• Harraga, les exilés sans retour...

    Harraga ou "Ceux qui brûlent" sous-entendu leurs papiers d'identité:





    Harraga, collection L’atinoir Editions L’Ecailler du Sud
    Février 2008
    ISBN 978-2-35299-024-6

    Antonio Lozano est le quatrième auteur de la collection L’atinoir dont le directeur Jacques Aubergy veut maintenir un label de qualité défini par Paco Ignacio Taïbo II. Quatre romans écrits par quatre auteurs de talent : pour nous qui les avons lus, c’est un sans faute car Harraga mérite votre lecture.



    Antonio Lozano, né à Tanger en 1956, est professeur de français à Agüimes aux Canaries où il dirige depuis 1988 un festival international consacré au conte et à la créativité théâtrale. Il a été finaliste et lauréat de nombreux prix littéraires dans son pays et a reçu, les éloges de Manuel Vázquez Montalbán. Lauréat du prestigieux prix littéraire NOVELPOL, Harraga est son premier roman.
----
> [Exercice proposé 1] Traduisez en anglais cette phrase du texte sur le roman Harraga : « Lauréat du prestigieux prix littéraire NOVELPOL, Harraga est son premier roman. »
----
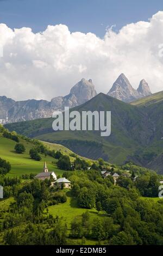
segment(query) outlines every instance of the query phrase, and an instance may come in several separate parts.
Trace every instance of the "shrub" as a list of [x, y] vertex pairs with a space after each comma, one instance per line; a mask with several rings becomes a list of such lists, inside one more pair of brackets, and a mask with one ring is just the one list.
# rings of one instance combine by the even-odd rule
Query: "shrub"
[[17, 154], [22, 154], [26, 151], [26, 148], [23, 144], [17, 143], [15, 145], [15, 150]]

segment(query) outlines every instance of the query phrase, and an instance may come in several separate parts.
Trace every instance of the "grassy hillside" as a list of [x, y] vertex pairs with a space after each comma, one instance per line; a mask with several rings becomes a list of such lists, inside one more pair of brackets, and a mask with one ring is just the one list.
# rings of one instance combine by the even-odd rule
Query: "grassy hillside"
[[[56, 164], [53, 164], [52, 162], [57, 162], [54, 158], [49, 156], [45, 156], [41, 155], [42, 160], [40, 161], [36, 161], [31, 159], [29, 155], [29, 150], [34, 147], [34, 144], [28, 142], [25, 140], [20, 139], [20, 143], [24, 144], [26, 151], [24, 154], [16, 154], [14, 151], [14, 147], [16, 142], [14, 141], [3, 138], [0, 134], [0, 157], [9, 161], [11, 164], [11, 170], [7, 174], [8, 176], [19, 176], [22, 174], [30, 174], [30, 173], [37, 174], [42, 171], [43, 162], [46, 161], [49, 171], [54, 171], [57, 175], [62, 175], [63, 171], [59, 169]], [[57, 150], [61, 150], [62, 151], [68, 150], [66, 148], [60, 145], [55, 145], [54, 148]]]
[[77, 199], [72, 196], [71, 191], [66, 192], [67, 202], [64, 204], [59, 204], [55, 205], [49, 206], [48, 212], [54, 217], [59, 216], [65, 222], [70, 229], [70, 223], [73, 219], [78, 216], [82, 215], [82, 214], [88, 211], [90, 214], [91, 218], [98, 216], [101, 217], [104, 215], [104, 212], [101, 212], [98, 214], [97, 210], [95, 209], [87, 210], [84, 208], [80, 208], [78, 205]]
[[129, 154], [146, 144], [152, 136], [146, 116], [136, 107], [104, 94], [100, 93], [73, 109], [80, 112], [111, 111], [111, 136], [101, 137], [99, 132], [93, 131], [54, 132], [52, 118], [7, 124], [5, 127], [41, 141], [61, 144], [83, 156], [103, 157], [117, 164], [122, 163]]
[[131, 103], [132, 105], [140, 107], [147, 107], [148, 106], [157, 103], [163, 100], [163, 92], [154, 93], [152, 95], [140, 99]]
[[162, 99], [163, 93], [160, 92], [131, 105], [101, 93], [72, 109], [79, 112], [111, 111], [111, 133], [106, 137], [101, 137], [97, 131], [54, 132], [52, 118], [10, 124], [5, 127], [41, 141], [61, 144], [83, 156], [102, 157], [119, 165], [131, 160], [162, 173], [162, 160], [159, 166], [156, 161], [154, 165], [150, 163], [162, 151]]

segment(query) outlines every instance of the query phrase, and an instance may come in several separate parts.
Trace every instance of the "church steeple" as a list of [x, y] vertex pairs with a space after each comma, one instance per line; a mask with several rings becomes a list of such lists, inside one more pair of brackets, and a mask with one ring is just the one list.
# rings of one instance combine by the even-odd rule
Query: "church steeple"
[[48, 171], [48, 169], [47, 168], [46, 162], [45, 162], [44, 164], [43, 164], [43, 172], [45, 173], [47, 173]]

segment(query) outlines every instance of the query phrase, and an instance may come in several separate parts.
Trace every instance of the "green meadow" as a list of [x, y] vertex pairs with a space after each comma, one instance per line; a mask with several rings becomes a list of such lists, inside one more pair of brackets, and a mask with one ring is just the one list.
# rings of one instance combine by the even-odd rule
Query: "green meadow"
[[29, 150], [34, 147], [30, 142], [20, 139], [26, 147], [26, 151], [24, 154], [16, 154], [14, 147], [16, 142], [7, 138], [3, 138], [0, 135], [0, 157], [9, 161], [11, 165], [11, 169], [7, 174], [7, 176], [20, 176], [22, 174], [30, 173], [37, 174], [42, 171], [43, 162], [46, 161], [49, 171], [54, 171], [57, 175], [62, 175], [64, 171], [57, 167], [57, 160], [53, 157], [41, 154], [42, 160], [37, 161], [31, 159], [29, 157]]

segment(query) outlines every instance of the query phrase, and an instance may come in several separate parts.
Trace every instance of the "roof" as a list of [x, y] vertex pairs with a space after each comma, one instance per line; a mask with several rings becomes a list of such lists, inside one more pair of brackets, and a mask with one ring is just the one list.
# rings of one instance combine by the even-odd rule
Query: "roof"
[[107, 172], [107, 170], [102, 170], [101, 171], [101, 174], [104, 174], [106, 172]]
[[113, 177], [118, 177], [120, 175], [116, 173], [115, 173], [112, 175]]
[[47, 172], [47, 173], [45, 173], [43, 172], [42, 173], [38, 173], [34, 178], [49, 177], [53, 172]]
[[55, 182], [57, 183], [71, 183], [70, 180], [67, 180], [65, 178], [60, 178]]
[[47, 166], [46, 166], [46, 162], [44, 162], [43, 169], [47, 169]]

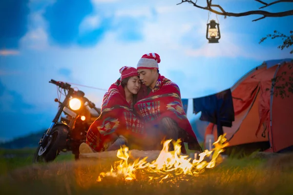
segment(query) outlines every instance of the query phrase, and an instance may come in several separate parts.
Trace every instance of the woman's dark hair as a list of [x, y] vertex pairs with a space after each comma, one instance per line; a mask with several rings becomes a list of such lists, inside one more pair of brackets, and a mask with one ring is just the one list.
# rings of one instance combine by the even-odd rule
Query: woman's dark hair
[[[132, 77], [127, 77], [127, 78], [125, 78], [124, 79], [123, 79], [122, 80], [121, 80], [121, 86], [122, 86], [122, 87], [123, 87], [124, 88], [125, 87], [125, 86], [127, 85], [127, 83], [128, 81], [129, 80], [129, 79], [130, 78], [132, 78]], [[132, 100], [133, 101], [133, 103], [134, 104], [135, 104], [136, 103], [136, 102], [137, 101], [137, 95], [133, 95], [133, 99]]]

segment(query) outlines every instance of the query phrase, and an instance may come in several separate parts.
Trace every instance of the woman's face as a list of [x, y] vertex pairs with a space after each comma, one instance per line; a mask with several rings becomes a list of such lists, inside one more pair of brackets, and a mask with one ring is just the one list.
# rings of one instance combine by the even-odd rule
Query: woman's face
[[132, 94], [136, 95], [141, 86], [141, 81], [137, 76], [130, 78], [127, 82], [126, 87]]

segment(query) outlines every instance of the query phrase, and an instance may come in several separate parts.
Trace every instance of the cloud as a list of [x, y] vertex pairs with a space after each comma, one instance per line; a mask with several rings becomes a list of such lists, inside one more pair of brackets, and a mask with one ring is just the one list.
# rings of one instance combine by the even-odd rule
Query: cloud
[[72, 71], [71, 70], [68, 68], [61, 68], [58, 70], [58, 73], [60, 75], [66, 77], [69, 77], [71, 75]]
[[117, 37], [120, 40], [136, 41], [144, 38], [142, 32], [143, 24], [139, 19], [130, 17], [121, 17], [114, 25], [118, 34]]
[[19, 54], [18, 50], [13, 49], [0, 50], [0, 56], [16, 55]]
[[48, 46], [48, 35], [42, 27], [32, 29], [21, 39], [21, 45], [28, 48], [43, 50]]
[[0, 76], [19, 75], [20, 74], [21, 74], [20, 71], [5, 71], [5, 70], [0, 70]]
[[89, 0], [72, 0], [70, 6], [67, 0], [60, 0], [48, 6], [43, 16], [48, 25], [50, 40], [63, 46], [76, 42], [80, 24], [92, 11]]
[[0, 1], [0, 48], [15, 49], [27, 31], [28, 0]]
[[9, 90], [0, 81], [0, 110], [2, 113], [26, 112], [35, 106], [23, 100], [18, 92]]
[[120, 1], [120, 0], [91, 0], [93, 3], [113, 3]]

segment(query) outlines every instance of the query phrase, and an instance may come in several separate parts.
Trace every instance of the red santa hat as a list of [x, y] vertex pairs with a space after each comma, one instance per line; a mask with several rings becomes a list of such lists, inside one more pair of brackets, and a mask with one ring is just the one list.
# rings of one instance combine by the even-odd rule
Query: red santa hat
----
> [Exercice proposé 2] Relevez chaque ligne des entrées où figure le mot "dark".

> [Corrigé 1] Winner of the prestigious NOVELPOL literary prize, Harraga is his first novel.

> [Corrigé 2]
Trace every instance of the woman's dark hair as a list of [x, y] vertex pairs with a space after each comma, one instance per line; a mask with several rings becomes a list of such lists, inside one more pair of brackets, and a mask with one ring is just the one list.
Query: woman's dark hair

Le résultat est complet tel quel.